McKerrow has three times competed in the Coast to Coast, which is a multisport competition that features running, cycling and kayaking elements over a total of 243 km. In 1983 and 1985, he competed as an individual, and after a serious ankle injury in 1987, he competed once more in 1990 as a team member, covering the cycling and kayaking legs. He covered four further events as a journalist and co-wrote the 1994 book Coast to Coast: The Great New Zealand Race.

Sea kayaking is another of McKerrow's passions; he has done a double crossing of Cook Strait, and a 10-hour solo crossing from Raumati Beach to Cape Jackson, New Zealand. In 1988 he joined world-famous sea kayaker Paul Caffyn in an attempt to do the first kayak crossing of the Tasman Sea from Australia to New Zealand. They were arrested by the Maritime Police for not having a large radar reflector.

[Image location labeling records]
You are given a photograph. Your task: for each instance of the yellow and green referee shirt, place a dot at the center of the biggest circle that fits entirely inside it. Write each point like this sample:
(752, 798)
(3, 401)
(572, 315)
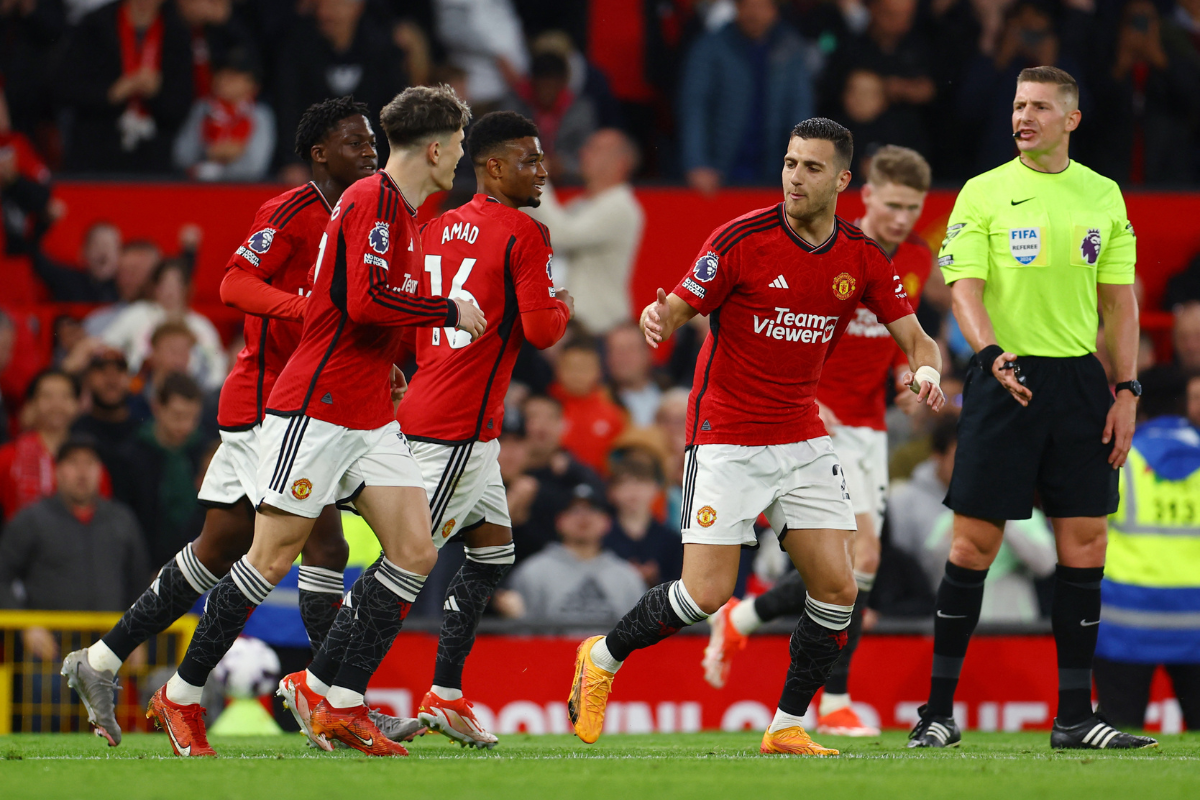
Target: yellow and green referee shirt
(1042, 241)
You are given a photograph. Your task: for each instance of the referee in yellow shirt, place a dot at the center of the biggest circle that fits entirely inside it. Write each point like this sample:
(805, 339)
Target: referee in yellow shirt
(1030, 246)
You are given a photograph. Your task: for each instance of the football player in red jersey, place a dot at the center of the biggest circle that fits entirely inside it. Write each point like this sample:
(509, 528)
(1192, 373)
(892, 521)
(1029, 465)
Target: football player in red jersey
(489, 253)
(268, 280)
(330, 433)
(851, 398)
(779, 286)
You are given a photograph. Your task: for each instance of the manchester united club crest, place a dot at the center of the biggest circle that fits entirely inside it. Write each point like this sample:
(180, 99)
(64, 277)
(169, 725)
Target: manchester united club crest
(261, 241)
(844, 286)
(379, 238)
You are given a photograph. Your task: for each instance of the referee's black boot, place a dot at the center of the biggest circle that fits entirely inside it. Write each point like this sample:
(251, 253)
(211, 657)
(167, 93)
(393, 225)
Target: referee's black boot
(933, 731)
(1095, 733)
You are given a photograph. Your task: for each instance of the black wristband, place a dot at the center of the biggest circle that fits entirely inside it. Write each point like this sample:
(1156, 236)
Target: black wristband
(987, 356)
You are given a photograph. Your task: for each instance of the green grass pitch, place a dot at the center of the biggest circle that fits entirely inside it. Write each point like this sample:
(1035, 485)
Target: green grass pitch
(727, 765)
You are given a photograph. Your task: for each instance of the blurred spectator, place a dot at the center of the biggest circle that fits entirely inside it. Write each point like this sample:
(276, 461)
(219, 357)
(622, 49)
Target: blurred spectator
(7, 338)
(1149, 615)
(921, 528)
(597, 235)
(161, 469)
(1149, 101)
(215, 35)
(111, 421)
(591, 420)
(95, 280)
(636, 536)
(229, 136)
(132, 330)
(564, 118)
(336, 52)
(893, 48)
(27, 464)
(27, 209)
(579, 582)
(477, 34)
(550, 476)
(1187, 336)
(73, 549)
(126, 79)
(743, 89)
(628, 359)
(985, 92)
(135, 266)
(672, 420)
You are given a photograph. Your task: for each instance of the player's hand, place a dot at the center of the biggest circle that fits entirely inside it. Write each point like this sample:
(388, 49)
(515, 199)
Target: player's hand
(654, 319)
(565, 296)
(471, 319)
(1119, 427)
(399, 386)
(828, 417)
(1008, 379)
(928, 394)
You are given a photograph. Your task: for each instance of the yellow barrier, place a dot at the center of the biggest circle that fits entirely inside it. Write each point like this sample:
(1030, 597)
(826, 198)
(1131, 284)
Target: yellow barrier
(34, 697)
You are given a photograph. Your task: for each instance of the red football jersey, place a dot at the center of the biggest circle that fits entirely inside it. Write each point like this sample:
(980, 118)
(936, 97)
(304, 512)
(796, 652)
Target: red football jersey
(501, 259)
(777, 307)
(280, 250)
(853, 383)
(365, 289)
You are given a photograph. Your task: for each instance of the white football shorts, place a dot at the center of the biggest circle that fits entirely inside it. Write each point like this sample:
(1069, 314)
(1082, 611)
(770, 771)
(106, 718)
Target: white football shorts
(797, 485)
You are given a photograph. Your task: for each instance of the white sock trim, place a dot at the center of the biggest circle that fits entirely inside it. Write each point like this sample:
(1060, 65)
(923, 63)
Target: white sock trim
(831, 615)
(319, 579)
(744, 617)
(604, 659)
(195, 572)
(495, 554)
(250, 581)
(181, 692)
(102, 659)
(683, 605)
(400, 582)
(343, 698)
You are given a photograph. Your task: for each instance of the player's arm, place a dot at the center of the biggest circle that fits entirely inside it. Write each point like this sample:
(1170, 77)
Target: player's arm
(924, 358)
(1119, 307)
(664, 317)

### Instruction
From the passage above about McKerrow's racing and sea kayaking, return the words from "Sea kayaking is" up to and including "large radar reflector.", copied verbatim.

### Completed task
Sea kayaking is another of McKerrow's passions; he has done a double crossing of Cook Strait, and a 10-hour solo crossing from Raumati Beach to Cape Jackson, New Zealand. In 1988 he joined world-famous sea kayaker Paul Caffyn in an attempt to do the first kayak crossing of the Tasman Sea from Australia to New Zealand. They were arrested by the Maritime Police for not having a large radar reflector.